**What the exercise asks:**
Please restate every line from the one containing "Reviewer note: every instance of the grassy" through the end of the records, inclusive, with each coordinate in the answers scaled by 2.5 and rounded to a whole number, halves going up.

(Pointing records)
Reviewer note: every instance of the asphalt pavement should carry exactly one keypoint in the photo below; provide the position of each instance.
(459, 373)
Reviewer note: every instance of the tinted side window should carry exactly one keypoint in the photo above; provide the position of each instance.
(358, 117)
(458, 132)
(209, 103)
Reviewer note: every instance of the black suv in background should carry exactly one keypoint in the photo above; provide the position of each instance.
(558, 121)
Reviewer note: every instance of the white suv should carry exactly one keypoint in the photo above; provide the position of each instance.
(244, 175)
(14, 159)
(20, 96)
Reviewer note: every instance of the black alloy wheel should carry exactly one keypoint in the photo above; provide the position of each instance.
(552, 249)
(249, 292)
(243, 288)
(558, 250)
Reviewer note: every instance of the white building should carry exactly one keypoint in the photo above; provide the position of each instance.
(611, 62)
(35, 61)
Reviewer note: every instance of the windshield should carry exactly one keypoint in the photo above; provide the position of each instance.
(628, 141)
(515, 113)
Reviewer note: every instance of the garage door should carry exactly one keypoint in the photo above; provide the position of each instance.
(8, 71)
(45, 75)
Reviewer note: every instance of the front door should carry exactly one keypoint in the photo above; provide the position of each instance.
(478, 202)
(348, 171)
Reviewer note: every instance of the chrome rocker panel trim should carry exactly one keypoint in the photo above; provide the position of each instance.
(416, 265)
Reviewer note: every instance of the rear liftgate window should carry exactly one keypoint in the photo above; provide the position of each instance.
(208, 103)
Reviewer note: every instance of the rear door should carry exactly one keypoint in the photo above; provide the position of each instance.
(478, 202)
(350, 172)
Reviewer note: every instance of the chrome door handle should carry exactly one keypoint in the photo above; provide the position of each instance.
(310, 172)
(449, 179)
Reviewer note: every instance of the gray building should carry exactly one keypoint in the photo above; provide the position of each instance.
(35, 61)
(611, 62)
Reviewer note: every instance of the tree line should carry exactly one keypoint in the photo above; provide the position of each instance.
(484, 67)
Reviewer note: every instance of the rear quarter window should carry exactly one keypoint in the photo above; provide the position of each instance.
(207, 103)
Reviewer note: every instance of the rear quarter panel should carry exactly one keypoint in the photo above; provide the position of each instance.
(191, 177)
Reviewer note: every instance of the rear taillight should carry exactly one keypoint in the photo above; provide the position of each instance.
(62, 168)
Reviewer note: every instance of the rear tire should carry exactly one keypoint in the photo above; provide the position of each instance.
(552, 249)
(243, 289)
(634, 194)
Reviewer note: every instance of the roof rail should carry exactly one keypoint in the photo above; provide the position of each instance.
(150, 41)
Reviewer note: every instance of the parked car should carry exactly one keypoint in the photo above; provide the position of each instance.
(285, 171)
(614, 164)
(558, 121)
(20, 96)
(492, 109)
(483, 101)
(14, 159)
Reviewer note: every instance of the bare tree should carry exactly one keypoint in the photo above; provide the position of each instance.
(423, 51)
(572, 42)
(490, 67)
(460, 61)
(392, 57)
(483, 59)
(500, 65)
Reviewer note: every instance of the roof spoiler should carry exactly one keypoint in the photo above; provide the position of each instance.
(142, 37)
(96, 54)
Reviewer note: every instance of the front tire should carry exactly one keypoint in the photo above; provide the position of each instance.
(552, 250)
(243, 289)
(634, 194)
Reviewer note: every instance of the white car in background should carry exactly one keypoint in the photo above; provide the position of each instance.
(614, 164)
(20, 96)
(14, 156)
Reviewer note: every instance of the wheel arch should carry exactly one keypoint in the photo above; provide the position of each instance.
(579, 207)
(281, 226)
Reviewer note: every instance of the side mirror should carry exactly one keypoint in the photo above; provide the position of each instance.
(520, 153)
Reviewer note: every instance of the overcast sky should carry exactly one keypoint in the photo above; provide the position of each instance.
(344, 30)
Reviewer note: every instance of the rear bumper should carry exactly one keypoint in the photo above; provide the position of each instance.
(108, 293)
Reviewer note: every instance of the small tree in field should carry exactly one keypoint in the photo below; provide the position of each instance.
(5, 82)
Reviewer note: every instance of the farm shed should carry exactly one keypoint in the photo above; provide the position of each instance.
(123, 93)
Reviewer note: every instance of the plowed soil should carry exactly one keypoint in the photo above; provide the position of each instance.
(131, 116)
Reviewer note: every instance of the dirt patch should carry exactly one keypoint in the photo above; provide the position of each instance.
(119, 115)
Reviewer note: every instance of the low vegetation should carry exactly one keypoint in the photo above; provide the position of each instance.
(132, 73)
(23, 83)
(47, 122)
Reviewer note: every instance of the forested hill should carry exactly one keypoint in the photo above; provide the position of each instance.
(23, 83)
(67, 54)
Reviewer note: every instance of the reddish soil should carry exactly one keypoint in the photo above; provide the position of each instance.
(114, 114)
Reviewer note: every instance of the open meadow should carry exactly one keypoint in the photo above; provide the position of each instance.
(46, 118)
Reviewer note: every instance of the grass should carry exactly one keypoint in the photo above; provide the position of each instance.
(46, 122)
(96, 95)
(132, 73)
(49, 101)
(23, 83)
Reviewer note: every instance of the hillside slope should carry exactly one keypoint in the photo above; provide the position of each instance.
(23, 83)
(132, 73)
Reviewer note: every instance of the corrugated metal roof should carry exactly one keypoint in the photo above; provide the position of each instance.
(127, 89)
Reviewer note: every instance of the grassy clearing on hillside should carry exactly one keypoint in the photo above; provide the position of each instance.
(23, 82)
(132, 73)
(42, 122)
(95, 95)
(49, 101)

**Exercise result:**
Reviewer note: every instance of the grassy clearing on hillside should carry exactly one keypoint in the photo above; provide the position of each instance.
(58, 205)
(330, 183)
(105, 305)
(238, 238)
(123, 253)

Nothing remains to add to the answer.